**TEXT EXTRACT**
** begin **
It doesn't address the problem with recharging your oyster at night,
though. I would have thought that could be done fairly simply by having
some oyster machines - which could be of the card-only type - on the
outside of tube stations, and so accessible outside opening hours.


Great for the tube areas but what about those parts of London where the
tube is not within walking distance? Virtually all the shops that charge
Oysters that I know of close at least two hours before the tube does.


True.

The situation i was primarily thinking of is trying to get home after a
night out, where generally, i'm in the middle of town where there are lots
of tube stations. I would imagine this pattern accounts for the majority
of post-closing-time bus use, although of course not all.

I'm stumped as to how you could deal with the problem in the situation you
describe, though. Night buses don't take cash, so no solution involving a
chit is going to work. Putting chip-and-pin on buses seems like a
non-starter. I think that means you have to put fixed machines around the
place, taking either notes or cards, and dispensing either a fistful of
tickets (or a ticket and a chit) or oyster charge. Basically, the same as
the machines i want to put outside tube stations. You couldn't put those
at every bus stop, or even as many bus stops as have ticket-for-coin
machines, as they'd be too expensive (i assume). You could probably put
them at railway stations and key bus nodes (places like Clapton Pond,
say). Would that do?
** end **
**TASKS**
(1) Summarize the Oyster recharging discussion in two sentences.
(2) Reproduce part of the Oyster recharging discussion word for word, beginning at the words "It doesn't address" and stopping after "outside opening hours.".

**RECORD EXCERPTS**
** begin **
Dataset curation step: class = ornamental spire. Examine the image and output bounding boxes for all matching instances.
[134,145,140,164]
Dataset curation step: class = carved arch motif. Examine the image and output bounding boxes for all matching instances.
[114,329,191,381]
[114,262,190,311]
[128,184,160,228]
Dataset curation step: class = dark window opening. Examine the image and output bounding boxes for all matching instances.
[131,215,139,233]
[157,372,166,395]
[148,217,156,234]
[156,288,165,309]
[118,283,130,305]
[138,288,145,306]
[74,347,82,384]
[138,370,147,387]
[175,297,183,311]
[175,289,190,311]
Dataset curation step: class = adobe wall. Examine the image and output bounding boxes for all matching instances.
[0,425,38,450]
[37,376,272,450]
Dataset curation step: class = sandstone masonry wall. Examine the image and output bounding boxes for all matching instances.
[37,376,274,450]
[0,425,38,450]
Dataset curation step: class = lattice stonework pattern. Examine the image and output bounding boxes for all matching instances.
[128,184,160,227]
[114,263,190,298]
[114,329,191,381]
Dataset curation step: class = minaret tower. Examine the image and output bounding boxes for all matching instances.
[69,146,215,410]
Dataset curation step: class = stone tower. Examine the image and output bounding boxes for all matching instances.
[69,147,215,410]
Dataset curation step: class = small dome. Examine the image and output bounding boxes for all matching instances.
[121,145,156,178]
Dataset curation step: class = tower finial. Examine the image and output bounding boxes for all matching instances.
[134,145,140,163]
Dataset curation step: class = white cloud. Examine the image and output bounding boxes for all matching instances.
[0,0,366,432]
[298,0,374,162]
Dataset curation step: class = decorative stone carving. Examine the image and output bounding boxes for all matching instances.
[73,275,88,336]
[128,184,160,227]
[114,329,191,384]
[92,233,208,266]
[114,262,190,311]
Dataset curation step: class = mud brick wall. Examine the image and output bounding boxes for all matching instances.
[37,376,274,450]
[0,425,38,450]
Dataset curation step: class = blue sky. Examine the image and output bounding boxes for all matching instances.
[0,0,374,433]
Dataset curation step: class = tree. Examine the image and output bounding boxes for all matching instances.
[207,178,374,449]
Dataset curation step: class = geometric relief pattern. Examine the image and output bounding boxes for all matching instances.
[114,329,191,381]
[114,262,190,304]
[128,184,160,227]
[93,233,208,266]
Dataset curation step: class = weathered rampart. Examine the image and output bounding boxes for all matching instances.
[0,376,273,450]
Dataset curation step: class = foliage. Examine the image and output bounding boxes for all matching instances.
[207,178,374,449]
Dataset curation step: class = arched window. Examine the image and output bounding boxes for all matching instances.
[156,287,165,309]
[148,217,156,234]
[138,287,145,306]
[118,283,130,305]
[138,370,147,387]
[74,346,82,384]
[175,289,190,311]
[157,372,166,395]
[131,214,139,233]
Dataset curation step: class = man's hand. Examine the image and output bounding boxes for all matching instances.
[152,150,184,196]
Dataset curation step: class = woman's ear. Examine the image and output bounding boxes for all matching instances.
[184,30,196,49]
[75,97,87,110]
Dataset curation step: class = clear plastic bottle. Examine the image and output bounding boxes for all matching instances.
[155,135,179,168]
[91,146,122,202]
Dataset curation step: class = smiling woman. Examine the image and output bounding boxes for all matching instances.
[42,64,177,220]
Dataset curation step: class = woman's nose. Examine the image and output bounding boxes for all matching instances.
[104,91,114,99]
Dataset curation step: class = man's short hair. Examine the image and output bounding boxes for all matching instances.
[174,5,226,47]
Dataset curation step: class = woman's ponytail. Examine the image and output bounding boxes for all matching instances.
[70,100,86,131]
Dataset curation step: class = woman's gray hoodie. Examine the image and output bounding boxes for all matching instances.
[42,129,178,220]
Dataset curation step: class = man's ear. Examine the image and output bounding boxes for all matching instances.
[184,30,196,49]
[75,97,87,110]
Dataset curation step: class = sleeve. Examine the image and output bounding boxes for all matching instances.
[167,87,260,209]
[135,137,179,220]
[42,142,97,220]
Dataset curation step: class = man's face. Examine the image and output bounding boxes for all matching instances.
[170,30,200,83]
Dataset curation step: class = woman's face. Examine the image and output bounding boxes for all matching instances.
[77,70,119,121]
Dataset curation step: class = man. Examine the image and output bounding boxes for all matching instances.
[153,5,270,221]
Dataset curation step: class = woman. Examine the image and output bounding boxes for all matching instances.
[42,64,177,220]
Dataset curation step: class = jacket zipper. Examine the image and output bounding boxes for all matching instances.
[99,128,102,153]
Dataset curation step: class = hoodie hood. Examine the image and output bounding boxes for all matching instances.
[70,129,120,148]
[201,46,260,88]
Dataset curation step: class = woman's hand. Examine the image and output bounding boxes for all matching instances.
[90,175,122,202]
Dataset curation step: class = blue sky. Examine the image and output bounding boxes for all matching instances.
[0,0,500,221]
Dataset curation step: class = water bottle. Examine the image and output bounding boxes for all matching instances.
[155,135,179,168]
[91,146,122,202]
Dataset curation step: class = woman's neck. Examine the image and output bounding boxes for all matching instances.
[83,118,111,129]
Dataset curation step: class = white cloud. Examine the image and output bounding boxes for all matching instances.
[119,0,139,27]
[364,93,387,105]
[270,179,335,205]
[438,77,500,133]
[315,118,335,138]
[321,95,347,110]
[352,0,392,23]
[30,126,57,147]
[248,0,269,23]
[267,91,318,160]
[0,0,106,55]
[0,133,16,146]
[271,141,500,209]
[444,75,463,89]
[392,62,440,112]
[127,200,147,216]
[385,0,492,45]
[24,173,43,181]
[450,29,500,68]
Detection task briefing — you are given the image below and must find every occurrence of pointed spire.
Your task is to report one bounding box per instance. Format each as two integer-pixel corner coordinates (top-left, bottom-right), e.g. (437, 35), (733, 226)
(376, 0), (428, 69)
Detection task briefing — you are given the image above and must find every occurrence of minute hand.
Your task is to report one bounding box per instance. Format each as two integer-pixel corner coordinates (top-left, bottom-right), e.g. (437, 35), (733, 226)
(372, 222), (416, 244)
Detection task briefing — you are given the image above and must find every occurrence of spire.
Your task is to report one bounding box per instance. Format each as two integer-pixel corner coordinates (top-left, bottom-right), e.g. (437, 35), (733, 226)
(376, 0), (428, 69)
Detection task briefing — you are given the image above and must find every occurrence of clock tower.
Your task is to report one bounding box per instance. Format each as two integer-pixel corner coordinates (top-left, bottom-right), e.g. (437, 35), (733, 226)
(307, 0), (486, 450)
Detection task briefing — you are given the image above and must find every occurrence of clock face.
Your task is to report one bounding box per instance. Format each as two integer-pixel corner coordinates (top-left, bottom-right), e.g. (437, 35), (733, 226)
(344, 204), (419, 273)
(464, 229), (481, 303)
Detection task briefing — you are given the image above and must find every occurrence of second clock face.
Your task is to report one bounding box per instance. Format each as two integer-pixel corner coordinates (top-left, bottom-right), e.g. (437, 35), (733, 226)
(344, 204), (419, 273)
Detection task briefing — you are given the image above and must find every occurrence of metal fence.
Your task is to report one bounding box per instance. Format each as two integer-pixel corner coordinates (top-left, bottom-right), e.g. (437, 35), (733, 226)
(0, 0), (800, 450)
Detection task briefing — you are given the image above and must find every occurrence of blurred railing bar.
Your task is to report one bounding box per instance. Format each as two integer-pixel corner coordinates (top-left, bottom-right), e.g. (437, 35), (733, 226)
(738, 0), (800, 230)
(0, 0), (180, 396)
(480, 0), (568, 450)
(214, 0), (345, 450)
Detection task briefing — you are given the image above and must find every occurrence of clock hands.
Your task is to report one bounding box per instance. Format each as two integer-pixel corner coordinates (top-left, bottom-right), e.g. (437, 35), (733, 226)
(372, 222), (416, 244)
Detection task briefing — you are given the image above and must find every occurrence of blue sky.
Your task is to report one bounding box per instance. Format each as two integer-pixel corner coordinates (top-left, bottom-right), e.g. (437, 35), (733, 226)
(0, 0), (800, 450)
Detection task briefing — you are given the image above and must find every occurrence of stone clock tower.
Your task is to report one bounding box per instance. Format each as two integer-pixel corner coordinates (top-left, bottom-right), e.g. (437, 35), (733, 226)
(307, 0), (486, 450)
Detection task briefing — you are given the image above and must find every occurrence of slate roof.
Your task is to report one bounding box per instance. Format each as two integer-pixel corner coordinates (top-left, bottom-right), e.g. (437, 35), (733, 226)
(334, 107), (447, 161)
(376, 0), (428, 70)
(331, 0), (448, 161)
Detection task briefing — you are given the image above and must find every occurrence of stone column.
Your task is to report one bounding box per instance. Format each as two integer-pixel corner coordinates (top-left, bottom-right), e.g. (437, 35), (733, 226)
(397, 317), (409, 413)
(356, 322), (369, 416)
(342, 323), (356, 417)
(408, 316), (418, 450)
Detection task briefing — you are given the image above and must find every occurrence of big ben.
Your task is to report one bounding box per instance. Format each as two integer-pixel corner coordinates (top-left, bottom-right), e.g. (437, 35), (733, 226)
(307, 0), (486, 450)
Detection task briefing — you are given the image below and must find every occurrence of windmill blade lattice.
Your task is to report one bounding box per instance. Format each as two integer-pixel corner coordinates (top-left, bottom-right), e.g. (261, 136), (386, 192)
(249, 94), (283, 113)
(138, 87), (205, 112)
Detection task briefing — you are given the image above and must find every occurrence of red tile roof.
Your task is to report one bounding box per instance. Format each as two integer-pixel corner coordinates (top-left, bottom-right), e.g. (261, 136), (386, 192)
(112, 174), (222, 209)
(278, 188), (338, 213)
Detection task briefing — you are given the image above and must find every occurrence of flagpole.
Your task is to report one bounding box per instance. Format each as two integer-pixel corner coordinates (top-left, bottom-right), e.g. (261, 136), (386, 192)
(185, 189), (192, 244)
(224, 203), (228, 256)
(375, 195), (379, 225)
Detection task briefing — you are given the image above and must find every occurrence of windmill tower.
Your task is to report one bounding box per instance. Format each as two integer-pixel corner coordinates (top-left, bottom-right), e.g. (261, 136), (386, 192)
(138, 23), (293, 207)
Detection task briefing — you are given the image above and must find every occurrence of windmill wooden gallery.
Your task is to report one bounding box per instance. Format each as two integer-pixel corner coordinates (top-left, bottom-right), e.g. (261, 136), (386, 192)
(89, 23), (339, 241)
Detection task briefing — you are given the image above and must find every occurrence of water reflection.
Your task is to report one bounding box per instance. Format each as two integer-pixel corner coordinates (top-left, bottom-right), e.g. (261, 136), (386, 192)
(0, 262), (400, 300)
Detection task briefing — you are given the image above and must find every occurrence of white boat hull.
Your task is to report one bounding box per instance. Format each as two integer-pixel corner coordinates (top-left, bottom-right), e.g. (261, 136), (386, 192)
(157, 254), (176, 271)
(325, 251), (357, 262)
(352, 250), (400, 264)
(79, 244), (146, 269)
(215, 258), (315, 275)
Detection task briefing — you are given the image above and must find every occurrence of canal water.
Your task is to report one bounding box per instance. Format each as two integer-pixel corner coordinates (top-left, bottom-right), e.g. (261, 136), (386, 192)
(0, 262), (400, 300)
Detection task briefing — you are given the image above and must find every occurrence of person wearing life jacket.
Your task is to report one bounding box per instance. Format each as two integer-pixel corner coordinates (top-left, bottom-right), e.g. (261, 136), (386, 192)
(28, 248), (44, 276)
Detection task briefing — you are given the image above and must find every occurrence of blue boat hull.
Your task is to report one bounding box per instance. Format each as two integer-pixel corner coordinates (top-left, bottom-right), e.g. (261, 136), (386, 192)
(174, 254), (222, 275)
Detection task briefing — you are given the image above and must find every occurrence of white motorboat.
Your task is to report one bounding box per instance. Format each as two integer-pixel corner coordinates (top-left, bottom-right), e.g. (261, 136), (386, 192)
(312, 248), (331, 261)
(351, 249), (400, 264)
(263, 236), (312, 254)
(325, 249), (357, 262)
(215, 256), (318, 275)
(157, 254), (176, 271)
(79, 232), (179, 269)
** end **
**WORKED ANSWERS**
(1) One poster proposes card-only Oyster machines on the outside of tube stations so cards can be recharged after closing, and another objects that parts of London far from the tube lack options because shops that charge Oysters close at least two hours before the tube. The first poster answers that most post-closing-time bus use starts in central areas with many tube stations, and suggests fixed machines at railway stations and key bus nodes for other areas, since night buses don't take cash and machines at every bus stop would likely be too expensive.

(2)
It doesn't address the problem with recharging your oyster at night,
though. I would have thought that could be done fairly simply by having
some oyster machines - which could be of the card-only type - on the
outside of tube stations, and so accessible outside opening hours.